_Text block_

Wild Things

I Am Not a Pet Parent

And no, I am not your baby.

Photo by Matt Cardy/Getty Images

The other day, while tearing about in a pre-feeding frenzy, my sweet cat Callie (a calico, of course) ran into my foot—hard—as I was stepping forward to crack open a can of Saucy Seafood Bake. She looked shocked for a second, then hid. And my soul wailed: “I’m a terrible cat mom.”

And then I snapped out of it, realized that the adorable little chucklehead did it to herself, and that I’m not a cat mom. I’m a cat owner, even if at times it seems like my two felines rule the household.

But Big Pet wants to change that. Companies are pushing the phrase “pet parent,” and it needles me as much as Callie’s (not-declawed) paws when she’s kneading my stomach. Take, for instance, this commercial from Blue Buffalo pet food, which seems to be on TV constantly:

I want to scream: Stop trying to make “pet parent” happen.

_Task instructions_
Continue the essay about rejecting the term "pet parent," picking up right after the line "Stop trying to make 'pet parent' happen."

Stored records

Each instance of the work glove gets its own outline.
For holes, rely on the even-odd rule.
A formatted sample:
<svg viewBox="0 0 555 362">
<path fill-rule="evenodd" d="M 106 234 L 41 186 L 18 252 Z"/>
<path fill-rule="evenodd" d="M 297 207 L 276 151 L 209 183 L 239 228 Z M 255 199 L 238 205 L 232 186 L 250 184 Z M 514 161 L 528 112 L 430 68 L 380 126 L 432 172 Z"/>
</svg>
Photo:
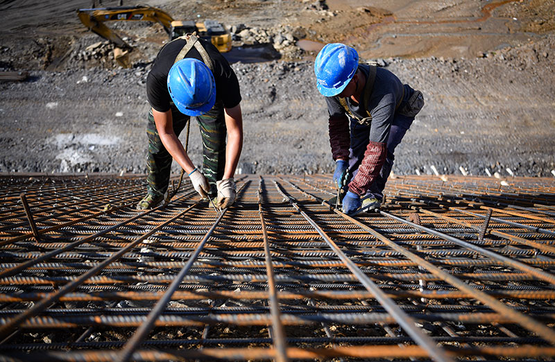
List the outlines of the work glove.
<svg viewBox="0 0 555 362">
<path fill-rule="evenodd" d="M 218 188 L 218 207 L 225 209 L 233 205 L 237 192 L 235 191 L 235 180 L 226 178 L 216 182 Z"/>
<path fill-rule="evenodd" d="M 341 189 L 345 182 L 345 176 L 349 168 L 349 163 L 344 160 L 338 160 L 335 162 L 335 171 L 334 172 L 334 182 L 337 184 L 337 188 Z"/>
<path fill-rule="evenodd" d="M 354 192 L 348 191 L 343 198 L 343 212 L 348 215 L 359 209 L 361 205 L 360 196 Z"/>
<path fill-rule="evenodd" d="M 191 182 L 193 183 L 193 187 L 195 188 L 196 192 L 200 195 L 203 198 L 208 197 L 208 192 L 210 191 L 210 186 L 200 171 L 197 169 L 193 170 L 193 172 L 189 174 L 189 178 L 191 179 Z"/>
</svg>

_The answer_
But it’s already happening. A survey found that 76 percent of dog owners preferred to be called “dog parents” or “pet parents.” (That survey was commissioned by the dog-sitter search site Rover.com, so I hope and trust that the numbers are inflated.) Much as I hate to put down my fellow animal lovers, these people have been indoctrinated.

The American Pet Products Association estimates that total U.S. spending on pets will top $55 billion this year. That’s almost double the amount shelled out in 2001. To maintain that kind of growth requires the sale of more (and more expensive) pet foods, cat trees, and manicures. To sell additional outdoor habitats for indoor cats apparently requires owners to feel as emotionally and financially invested in their furry cuddlebugs as real parents are in their children.  

Some vets ask new customers whether they consider their animals part of the family. Presumably, embracing that designation—and you look like sort of a jerk if you don’t—signals that you are willing to spend a lot of money on your animal. (Of course it’s every pet owner’s responsibility to ensure that her furball is healthy and pain-free, and I believe that most vets are likewise more concerned about their patients’ well-being than profit. Vet school is not exactly the place to go to become wealthy. But there is certainly some upselling in the biz.)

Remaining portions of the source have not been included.